═══ SUPPLIED PASSAGE

5 Experimental evaluation

5.1 Overview of models

For the following evaluation of the performance of algorithms, we combined the adjustments in Sects. 4.34.4 and 4.5 of the initial algorithm according to Maciąg et al. (2021) incrementally as shown in Table 1. Therefore we address all models based on the initial OeSNN-UAD algorithm with prefix OeSNN. In addition, we add letters A-D consecutively according to the integrated extensions. Here the model OeSNN-A represents the version in the paper of Maciąg et al. (2021), which is extended with each following letter by the adaptations shown in Table 1. For a general overview of our final model OeSNN-D we also refer to Fig. 4.

Fig. 4
figure 4

Illustration of multivariate online evolving SNN model (OeSNN-D)

The models were implemented with Cython (Behnel et al. 2011). Wrapping the external C++ library as a Python extension allows an accelerated execution compared to a Python native implementation, which is especially beneficial for online and real-time data processing.

Table 1 Model overview

5.2 Evaluation benchmark

We use the Numenta Anomaly Benchmark (NAB) (Ahmad et al. 2017) to analyze the presented modifications of the OeSNN and to identify strengths and weaknesses of the adjustments. NAB consists of over 50 labeled real and artificial time series. All data including a comprehensive documentation are available as open source.Footnote 1 Much of the data consists of real time series data and comes from a variety of sources such as AWS server metrics, Twitter volumes, web click metrics, traffic data and more. These time series are mainly univariate records, which means that they are not suitable for our multivariate comparison and evaluation. Furthermore, the synthetic dataset contains only a few anomaly types. In order to allow a differentiated comparison of the performance of the different OeSNN modifications on the largest possible number of different outlier species, we added additional outlier types to the synthetically generated part of the Numenta dataset. Our extended benchmark data set, which is also shown in appendix A.1, contains outliers of the following categories: signal dropouts, signal drift, lower amplitude, higher amplitude, cycle dropout, single peaks, change of frequency, increase in noise and increase in amplitude. For the evaluation of multivariate time series the synthetic datasets are combined so that one outlier is present in one dimension, while the other dimensions use the anomaly-free synthetic signal.

5.3 Hyperparameter optimization

In the literature a wide range of different algorithms for the optimization of hyperparameters is presented (Yu and Zhu 2020; Bergstra et al. 2011). Many of these algorithms, such as grid search, use a relatively naive approach for the selection of hyperparameter optimization, which means that the effort for the optimization of the given parameters for high dimensional optimization problems can only be realized with massive computational resources. Furthermore, since the number of outliers in both the given artificially generated and real data belong to the minority class, it is not possible to fall back on a large data pool for hyperparameter optimization here. Therefore, it cannot be guaranteed that there is no overfitting of the parameters to a certain type of outlier, which could influence the generalization ability of the algorithms. In addition, in many real-world applications, outliers of the signal are not present for optimization, which presents further difficulties.

══════

● **PROBLEM TO SOLVE**
According to the experimental evaluation passage, what were the models implemented with?

═══ DATA SEGMENT

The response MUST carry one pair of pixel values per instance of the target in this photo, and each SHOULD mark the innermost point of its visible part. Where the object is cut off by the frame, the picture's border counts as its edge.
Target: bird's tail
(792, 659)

══════

● **THE ANSWER**
Cython